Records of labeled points
------------------------------------
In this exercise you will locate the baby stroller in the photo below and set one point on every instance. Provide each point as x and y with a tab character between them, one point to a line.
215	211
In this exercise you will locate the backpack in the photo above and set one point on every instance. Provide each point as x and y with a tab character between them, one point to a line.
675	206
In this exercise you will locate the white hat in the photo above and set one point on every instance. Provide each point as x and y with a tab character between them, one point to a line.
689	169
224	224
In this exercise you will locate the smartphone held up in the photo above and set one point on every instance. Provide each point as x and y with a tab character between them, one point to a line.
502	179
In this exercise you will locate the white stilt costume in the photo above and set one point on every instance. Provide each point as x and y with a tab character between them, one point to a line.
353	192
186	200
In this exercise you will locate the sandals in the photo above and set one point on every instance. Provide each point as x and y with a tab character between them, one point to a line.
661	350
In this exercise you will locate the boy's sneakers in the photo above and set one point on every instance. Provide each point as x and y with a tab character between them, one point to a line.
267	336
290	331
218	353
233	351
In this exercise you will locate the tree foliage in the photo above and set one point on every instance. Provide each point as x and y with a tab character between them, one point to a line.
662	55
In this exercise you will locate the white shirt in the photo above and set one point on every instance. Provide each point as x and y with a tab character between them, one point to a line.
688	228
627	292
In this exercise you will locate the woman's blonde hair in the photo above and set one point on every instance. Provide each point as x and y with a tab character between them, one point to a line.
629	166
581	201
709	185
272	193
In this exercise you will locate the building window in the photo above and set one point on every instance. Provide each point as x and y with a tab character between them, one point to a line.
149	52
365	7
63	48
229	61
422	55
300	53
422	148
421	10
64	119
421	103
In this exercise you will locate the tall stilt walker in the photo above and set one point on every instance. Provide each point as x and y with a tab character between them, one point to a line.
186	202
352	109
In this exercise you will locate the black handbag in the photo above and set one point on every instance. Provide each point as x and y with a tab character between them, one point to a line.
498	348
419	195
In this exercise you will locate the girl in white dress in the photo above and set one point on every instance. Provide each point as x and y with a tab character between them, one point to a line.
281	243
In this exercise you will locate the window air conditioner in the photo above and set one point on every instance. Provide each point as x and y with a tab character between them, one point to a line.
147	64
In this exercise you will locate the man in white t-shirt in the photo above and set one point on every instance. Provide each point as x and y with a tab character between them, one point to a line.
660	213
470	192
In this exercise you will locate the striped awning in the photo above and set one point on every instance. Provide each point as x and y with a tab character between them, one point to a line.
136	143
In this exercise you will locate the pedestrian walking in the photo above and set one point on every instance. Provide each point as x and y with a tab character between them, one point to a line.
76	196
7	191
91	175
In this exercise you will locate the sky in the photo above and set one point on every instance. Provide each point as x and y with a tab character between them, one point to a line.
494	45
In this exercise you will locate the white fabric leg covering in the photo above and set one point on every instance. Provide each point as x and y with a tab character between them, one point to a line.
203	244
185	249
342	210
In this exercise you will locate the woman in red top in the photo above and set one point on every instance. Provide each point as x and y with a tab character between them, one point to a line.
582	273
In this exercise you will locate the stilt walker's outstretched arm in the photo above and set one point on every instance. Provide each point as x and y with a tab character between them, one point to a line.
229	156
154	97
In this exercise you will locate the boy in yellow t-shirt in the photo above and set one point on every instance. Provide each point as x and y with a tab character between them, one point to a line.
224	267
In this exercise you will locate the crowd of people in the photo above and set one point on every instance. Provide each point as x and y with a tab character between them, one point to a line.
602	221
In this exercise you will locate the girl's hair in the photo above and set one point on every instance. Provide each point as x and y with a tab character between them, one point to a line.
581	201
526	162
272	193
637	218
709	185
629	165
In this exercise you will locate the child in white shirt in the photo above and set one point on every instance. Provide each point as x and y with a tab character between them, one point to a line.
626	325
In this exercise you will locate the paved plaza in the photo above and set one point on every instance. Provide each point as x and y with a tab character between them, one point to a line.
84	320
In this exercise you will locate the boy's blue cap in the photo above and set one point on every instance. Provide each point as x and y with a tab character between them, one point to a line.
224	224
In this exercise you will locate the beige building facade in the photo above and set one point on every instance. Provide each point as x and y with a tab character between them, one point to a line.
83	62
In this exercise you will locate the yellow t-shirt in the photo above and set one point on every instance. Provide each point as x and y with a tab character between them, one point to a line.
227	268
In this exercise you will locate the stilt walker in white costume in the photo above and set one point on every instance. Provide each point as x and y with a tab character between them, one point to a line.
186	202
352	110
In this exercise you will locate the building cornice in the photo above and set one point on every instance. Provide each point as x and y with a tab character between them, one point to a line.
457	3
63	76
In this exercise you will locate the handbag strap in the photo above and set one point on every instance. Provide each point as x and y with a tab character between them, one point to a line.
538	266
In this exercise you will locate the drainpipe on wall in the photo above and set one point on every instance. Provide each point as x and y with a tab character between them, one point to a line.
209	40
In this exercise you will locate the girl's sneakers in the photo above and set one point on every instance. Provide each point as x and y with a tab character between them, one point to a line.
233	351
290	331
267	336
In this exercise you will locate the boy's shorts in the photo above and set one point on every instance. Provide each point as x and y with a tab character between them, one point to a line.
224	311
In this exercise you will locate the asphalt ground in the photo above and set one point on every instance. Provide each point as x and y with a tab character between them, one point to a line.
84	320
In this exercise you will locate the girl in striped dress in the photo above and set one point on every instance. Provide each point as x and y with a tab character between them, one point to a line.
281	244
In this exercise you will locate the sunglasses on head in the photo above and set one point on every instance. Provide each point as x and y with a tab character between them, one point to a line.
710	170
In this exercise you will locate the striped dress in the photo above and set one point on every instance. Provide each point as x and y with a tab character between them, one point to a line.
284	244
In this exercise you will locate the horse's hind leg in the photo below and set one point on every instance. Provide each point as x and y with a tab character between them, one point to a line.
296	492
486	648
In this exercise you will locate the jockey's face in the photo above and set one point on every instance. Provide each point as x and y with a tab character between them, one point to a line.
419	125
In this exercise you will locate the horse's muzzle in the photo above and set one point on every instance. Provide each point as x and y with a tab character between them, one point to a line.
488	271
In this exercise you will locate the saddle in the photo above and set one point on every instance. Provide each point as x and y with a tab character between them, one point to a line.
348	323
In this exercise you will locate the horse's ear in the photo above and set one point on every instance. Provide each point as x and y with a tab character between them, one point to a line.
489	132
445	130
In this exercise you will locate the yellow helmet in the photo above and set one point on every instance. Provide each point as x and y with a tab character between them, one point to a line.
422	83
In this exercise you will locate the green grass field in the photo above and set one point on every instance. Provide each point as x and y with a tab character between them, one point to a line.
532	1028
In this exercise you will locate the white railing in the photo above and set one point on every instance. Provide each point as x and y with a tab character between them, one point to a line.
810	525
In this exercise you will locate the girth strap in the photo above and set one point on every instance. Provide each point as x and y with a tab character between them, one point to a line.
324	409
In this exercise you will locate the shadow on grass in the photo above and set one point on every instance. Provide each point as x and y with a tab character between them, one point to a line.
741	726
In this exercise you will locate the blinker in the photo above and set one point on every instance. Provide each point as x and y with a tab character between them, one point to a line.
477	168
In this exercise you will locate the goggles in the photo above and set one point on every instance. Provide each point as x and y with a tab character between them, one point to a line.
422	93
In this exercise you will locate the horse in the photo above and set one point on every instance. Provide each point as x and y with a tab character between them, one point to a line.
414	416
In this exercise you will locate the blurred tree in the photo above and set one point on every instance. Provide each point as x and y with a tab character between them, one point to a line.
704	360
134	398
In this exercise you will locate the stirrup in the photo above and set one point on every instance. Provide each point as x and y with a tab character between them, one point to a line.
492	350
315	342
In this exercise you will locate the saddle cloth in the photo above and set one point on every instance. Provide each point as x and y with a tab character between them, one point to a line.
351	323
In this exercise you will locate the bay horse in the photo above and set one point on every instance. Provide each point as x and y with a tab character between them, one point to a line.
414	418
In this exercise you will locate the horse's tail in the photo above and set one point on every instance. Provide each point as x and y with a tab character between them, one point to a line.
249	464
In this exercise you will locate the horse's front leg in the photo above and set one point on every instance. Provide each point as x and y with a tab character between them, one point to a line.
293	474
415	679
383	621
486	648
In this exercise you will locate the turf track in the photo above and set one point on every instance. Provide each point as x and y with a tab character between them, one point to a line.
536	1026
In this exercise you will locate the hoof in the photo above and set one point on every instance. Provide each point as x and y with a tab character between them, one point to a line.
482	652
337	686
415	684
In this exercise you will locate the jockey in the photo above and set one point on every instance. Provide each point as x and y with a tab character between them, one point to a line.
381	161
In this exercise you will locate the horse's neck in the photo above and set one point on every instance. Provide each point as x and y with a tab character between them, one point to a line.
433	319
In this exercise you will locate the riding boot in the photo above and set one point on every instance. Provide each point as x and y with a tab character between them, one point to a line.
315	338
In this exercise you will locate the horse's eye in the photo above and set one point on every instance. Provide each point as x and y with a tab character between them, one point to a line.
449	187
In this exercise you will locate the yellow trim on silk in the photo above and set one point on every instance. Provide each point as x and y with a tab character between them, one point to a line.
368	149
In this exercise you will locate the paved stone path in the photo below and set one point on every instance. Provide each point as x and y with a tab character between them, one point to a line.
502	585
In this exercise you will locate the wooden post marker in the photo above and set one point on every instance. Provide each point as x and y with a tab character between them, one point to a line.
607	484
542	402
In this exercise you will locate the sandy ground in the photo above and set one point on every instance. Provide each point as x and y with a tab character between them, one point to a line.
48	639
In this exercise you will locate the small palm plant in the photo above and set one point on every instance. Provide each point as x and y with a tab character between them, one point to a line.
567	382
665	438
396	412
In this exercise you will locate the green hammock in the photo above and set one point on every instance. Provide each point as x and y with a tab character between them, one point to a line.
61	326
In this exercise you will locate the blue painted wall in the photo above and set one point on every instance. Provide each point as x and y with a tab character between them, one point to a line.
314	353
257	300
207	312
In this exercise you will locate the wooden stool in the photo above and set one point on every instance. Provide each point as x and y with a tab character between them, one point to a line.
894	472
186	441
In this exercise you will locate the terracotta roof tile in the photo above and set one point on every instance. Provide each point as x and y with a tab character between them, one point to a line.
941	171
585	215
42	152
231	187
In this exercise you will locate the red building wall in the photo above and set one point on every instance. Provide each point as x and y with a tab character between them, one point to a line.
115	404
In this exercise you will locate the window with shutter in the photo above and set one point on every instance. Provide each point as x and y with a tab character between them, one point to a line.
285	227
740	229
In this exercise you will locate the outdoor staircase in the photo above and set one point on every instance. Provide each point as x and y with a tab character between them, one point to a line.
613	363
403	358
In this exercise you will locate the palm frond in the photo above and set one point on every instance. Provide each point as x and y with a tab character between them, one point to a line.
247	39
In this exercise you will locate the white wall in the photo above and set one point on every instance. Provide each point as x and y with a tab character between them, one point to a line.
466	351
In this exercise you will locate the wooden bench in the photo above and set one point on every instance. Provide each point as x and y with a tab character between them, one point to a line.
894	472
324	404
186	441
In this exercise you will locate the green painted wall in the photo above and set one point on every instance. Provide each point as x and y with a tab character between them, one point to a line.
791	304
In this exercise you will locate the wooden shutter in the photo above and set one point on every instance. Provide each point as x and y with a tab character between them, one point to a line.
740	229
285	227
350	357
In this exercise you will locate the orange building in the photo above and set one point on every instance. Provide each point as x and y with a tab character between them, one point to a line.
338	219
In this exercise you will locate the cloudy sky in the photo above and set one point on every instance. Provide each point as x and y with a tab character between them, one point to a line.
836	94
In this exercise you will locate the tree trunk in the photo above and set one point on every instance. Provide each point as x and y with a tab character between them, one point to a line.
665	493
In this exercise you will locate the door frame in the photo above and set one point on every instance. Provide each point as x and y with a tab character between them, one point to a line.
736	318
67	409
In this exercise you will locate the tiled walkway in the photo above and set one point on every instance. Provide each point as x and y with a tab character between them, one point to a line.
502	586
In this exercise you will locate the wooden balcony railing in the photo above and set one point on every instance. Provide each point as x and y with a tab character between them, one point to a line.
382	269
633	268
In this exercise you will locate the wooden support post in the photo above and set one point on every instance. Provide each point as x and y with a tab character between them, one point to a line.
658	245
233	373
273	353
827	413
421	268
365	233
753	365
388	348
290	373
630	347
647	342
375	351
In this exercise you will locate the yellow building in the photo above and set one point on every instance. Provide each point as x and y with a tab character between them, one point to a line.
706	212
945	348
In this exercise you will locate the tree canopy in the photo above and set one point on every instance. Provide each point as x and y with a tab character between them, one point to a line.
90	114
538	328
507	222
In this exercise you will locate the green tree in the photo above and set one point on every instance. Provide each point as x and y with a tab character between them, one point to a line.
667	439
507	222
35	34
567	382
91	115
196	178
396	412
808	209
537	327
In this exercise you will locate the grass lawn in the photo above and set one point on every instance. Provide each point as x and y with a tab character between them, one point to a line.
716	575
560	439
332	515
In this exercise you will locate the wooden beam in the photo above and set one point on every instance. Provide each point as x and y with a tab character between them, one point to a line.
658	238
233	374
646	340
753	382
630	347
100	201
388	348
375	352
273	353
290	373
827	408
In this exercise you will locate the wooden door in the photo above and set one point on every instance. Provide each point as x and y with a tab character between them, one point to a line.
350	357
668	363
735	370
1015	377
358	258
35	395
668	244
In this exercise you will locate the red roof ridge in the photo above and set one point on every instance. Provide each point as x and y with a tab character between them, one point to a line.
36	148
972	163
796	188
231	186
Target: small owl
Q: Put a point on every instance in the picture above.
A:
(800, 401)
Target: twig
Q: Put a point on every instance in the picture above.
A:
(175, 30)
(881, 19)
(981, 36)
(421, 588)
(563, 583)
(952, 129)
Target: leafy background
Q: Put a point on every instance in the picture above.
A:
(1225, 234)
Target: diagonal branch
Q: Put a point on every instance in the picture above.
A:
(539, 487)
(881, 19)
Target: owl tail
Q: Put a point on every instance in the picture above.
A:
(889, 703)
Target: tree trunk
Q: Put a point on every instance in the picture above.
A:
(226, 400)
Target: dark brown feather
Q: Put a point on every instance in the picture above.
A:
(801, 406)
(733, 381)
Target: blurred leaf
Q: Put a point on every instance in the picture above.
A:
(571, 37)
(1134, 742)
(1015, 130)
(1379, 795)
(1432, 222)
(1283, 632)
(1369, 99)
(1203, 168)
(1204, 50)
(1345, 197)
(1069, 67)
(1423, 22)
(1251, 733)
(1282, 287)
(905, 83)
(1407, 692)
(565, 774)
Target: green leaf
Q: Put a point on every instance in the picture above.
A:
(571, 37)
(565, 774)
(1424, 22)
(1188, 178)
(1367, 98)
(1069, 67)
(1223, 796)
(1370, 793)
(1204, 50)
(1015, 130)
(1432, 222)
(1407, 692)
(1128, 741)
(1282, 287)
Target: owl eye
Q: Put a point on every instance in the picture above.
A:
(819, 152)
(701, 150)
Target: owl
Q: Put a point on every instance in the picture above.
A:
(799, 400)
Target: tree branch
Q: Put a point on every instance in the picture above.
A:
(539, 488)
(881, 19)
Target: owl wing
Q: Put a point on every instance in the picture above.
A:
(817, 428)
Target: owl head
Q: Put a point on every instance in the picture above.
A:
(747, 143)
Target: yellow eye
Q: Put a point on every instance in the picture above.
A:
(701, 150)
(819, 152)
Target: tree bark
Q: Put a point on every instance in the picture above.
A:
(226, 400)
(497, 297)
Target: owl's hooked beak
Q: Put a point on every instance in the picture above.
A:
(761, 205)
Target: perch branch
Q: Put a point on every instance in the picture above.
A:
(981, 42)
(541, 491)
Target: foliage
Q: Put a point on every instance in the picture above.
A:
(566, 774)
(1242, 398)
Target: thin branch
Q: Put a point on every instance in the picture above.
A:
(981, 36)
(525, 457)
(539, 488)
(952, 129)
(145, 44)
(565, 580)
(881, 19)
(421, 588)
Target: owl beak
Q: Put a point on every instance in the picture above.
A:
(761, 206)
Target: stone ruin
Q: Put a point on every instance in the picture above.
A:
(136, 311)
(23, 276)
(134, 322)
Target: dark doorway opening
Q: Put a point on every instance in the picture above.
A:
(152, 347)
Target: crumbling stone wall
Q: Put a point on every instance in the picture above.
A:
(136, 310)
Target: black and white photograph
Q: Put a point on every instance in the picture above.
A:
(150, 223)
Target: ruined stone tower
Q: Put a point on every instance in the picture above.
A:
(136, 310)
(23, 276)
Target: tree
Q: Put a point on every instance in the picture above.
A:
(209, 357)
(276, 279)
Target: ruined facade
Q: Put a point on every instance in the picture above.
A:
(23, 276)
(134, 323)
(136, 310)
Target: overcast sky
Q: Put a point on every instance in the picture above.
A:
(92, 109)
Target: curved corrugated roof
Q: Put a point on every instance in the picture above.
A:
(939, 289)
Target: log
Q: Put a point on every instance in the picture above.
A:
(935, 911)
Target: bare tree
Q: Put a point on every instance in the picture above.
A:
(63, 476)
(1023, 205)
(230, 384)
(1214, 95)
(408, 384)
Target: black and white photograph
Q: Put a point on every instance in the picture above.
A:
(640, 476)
------------------------------------
◆ **AIM**
Your task is to write out the lines from the one with "Target: ruined stone tower" through the end of the records, exactly and with nothing added.

◆ **SOLVED PROBLEM**
Target: ruined stone tower
Q: Put a point on every instance in the picture above.
A:
(136, 310)
(23, 276)
Target: tree
Q: Put a point on every instance in the picture above.
A:
(209, 357)
(276, 279)
Target: ruined facade
Q: Put a point on every instance in the picture above.
A:
(23, 276)
(134, 323)
(136, 310)
Target: overcast sky
Q: Put a point on every instance in the picture above.
A:
(92, 109)
Target: curved corrugated roof
Q: Put a point on every instance in the picture above.
A:
(939, 289)
Target: log
Q: Put a point on every instance in the picture above.
A:
(935, 911)
Target: bare tree
Q: Put a point on every instance in the picture above.
A:
(63, 476)
(1023, 205)
(230, 384)
(1214, 95)
(408, 384)
Target: black and white photograph
Q: Put a point on every instance in the picture above.
A:
(640, 476)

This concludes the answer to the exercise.